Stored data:
• • • • • • •

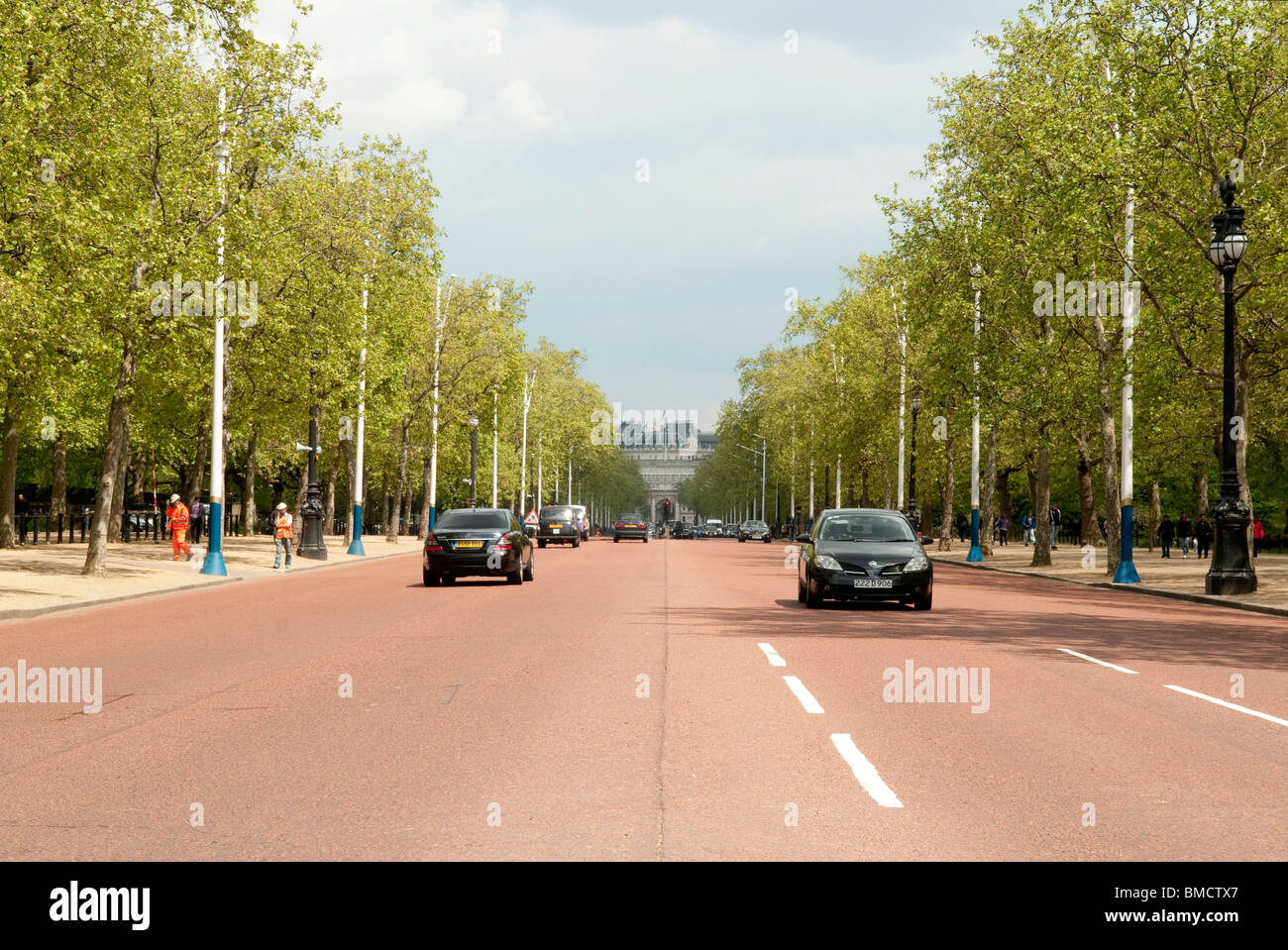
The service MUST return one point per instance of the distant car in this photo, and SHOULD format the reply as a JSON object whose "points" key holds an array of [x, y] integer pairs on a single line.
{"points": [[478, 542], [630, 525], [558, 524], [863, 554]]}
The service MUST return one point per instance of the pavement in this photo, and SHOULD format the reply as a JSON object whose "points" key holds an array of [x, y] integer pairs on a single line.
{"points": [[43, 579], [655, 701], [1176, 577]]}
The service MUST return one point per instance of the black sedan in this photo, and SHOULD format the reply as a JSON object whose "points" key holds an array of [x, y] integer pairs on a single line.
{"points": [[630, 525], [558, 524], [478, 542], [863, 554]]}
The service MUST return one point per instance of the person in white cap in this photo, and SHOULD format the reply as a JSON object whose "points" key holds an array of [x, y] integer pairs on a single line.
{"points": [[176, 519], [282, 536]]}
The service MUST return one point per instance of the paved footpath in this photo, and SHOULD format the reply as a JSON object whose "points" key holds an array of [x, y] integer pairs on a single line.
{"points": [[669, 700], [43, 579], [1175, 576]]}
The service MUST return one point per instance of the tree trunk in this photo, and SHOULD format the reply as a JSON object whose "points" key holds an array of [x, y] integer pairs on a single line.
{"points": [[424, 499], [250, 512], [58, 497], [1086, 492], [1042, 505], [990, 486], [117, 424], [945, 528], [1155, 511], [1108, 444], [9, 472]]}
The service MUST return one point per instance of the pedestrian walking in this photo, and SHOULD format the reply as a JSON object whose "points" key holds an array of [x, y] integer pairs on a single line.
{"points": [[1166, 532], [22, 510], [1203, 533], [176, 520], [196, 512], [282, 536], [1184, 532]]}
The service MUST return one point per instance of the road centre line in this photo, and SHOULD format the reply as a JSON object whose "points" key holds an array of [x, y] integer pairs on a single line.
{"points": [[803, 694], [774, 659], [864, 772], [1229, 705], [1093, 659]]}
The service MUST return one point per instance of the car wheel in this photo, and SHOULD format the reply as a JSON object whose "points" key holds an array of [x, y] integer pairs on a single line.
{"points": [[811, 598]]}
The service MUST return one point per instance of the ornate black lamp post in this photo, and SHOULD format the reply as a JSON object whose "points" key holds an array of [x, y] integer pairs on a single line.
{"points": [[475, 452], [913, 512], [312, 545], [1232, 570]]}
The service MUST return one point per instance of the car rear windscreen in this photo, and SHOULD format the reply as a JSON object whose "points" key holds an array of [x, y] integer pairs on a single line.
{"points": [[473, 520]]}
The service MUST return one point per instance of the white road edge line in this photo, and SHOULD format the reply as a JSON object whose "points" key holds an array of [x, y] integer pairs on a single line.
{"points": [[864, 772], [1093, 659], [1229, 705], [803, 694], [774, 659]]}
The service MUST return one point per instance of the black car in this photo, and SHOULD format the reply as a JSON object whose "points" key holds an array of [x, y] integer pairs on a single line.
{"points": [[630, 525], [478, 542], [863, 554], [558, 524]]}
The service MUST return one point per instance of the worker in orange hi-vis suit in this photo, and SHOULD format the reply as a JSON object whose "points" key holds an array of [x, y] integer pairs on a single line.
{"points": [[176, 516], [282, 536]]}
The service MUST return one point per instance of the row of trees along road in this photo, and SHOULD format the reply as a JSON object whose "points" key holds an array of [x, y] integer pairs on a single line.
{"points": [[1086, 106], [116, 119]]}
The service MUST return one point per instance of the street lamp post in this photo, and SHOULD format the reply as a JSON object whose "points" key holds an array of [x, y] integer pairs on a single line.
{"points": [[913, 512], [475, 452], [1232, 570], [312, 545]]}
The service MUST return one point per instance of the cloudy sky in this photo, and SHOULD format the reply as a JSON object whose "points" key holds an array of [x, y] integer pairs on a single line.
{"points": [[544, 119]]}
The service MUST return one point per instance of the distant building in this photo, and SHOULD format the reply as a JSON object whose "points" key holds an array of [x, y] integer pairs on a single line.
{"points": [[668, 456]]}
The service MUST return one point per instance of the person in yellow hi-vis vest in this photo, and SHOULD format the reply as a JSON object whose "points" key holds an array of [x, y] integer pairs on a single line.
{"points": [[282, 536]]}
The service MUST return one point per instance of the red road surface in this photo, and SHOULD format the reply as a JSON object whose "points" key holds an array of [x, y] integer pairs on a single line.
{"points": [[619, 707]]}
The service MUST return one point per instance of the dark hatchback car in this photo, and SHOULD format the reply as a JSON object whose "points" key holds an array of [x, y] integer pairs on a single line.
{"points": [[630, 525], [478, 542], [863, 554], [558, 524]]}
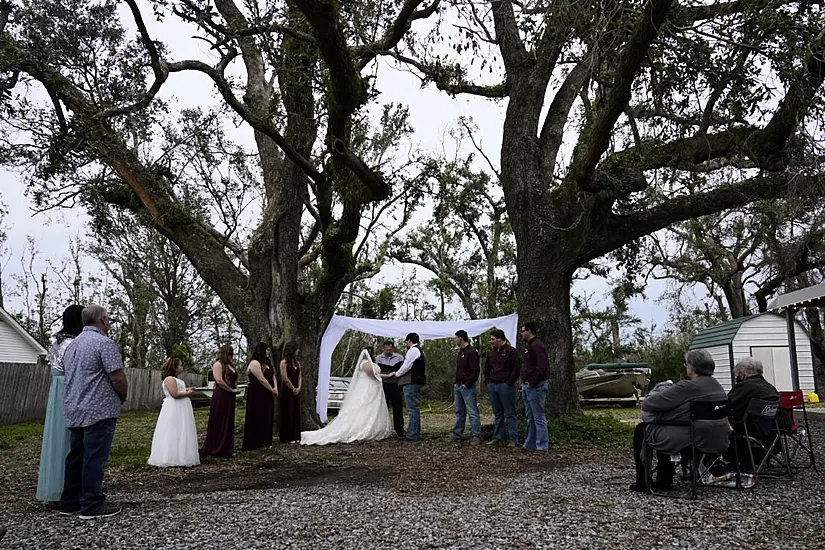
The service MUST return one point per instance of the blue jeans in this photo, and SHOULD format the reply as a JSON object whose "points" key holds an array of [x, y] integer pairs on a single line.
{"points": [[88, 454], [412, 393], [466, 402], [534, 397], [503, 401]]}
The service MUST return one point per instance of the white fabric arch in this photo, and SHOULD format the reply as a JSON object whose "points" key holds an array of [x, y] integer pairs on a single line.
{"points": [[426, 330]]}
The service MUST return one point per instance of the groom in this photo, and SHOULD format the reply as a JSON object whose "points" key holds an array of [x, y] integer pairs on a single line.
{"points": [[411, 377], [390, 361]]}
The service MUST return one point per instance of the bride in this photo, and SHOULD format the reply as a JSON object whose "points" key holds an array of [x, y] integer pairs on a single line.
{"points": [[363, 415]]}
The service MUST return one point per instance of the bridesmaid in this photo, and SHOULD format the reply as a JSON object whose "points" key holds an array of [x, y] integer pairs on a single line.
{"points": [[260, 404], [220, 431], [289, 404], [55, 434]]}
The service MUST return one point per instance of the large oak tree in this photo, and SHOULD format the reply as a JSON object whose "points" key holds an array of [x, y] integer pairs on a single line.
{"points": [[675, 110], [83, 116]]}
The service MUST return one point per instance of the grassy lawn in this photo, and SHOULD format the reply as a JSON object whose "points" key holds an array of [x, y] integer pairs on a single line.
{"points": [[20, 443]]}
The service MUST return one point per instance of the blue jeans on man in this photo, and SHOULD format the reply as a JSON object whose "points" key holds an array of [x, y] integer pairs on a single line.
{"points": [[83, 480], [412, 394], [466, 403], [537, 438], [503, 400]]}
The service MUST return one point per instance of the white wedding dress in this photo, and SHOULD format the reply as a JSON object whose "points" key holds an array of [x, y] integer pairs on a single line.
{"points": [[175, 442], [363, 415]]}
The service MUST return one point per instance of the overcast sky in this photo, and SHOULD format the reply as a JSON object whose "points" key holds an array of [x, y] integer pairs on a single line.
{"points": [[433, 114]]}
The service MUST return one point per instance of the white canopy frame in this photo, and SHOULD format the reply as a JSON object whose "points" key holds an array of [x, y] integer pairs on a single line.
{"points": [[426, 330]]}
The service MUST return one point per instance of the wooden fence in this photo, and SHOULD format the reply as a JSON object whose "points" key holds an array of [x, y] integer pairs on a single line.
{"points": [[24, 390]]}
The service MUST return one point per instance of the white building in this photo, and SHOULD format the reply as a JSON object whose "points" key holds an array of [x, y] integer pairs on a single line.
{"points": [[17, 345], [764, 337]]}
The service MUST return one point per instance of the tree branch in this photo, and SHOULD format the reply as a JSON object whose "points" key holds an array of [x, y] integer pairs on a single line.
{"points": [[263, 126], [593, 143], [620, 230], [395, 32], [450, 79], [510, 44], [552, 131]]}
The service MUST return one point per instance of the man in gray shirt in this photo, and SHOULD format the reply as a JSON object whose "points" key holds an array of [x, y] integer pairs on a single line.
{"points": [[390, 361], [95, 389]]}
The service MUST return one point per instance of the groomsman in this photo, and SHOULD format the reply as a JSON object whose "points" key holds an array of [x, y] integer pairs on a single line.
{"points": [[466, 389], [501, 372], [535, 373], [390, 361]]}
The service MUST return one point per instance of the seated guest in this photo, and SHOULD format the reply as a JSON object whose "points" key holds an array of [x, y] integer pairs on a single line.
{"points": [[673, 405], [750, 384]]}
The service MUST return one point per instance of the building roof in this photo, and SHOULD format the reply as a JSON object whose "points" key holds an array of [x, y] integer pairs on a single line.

• • • • • • •

*Instructions for the task*: Write out only what runs from the line holding "the tree branch" through the last line of the records, exactly as shown.

*Correct response*:
The service MUST return one point per instance of the tree branch in this photo, and SHOULD format the reply as a JSON object whose "points" key holds an array of [x, y] integer pairs on a single line.
{"points": [[263, 126], [593, 143], [620, 230], [395, 32], [450, 79], [510, 44], [552, 131]]}
The service MUST return one point per instance of the man in gray shirt in this photo, and SHOULD format the reply as a JSON object whose "points" key holds an array of [x, y] integer pairs on a single line.
{"points": [[390, 361], [95, 389]]}
The service MUST return one point per instance of the groomsman in this photo, and SHOULD format the reply as a JSON object whose "points" key holds an array of [x, y] integer pairs on a single line.
{"points": [[466, 389], [501, 372], [535, 373], [390, 361]]}
The service MUST return one point per instance of the seated guest in this photo, and SHOULD format the reply as a JSON object whose "points" key holds an array of [x, y] integer pairs on a single line.
{"points": [[673, 405], [750, 384]]}
The service MUST return one point per instance of the building roof in this photo, and SHOULD format the reply as a JSON object whose "points" key holds an array of [x, y] integer pairs on a single line.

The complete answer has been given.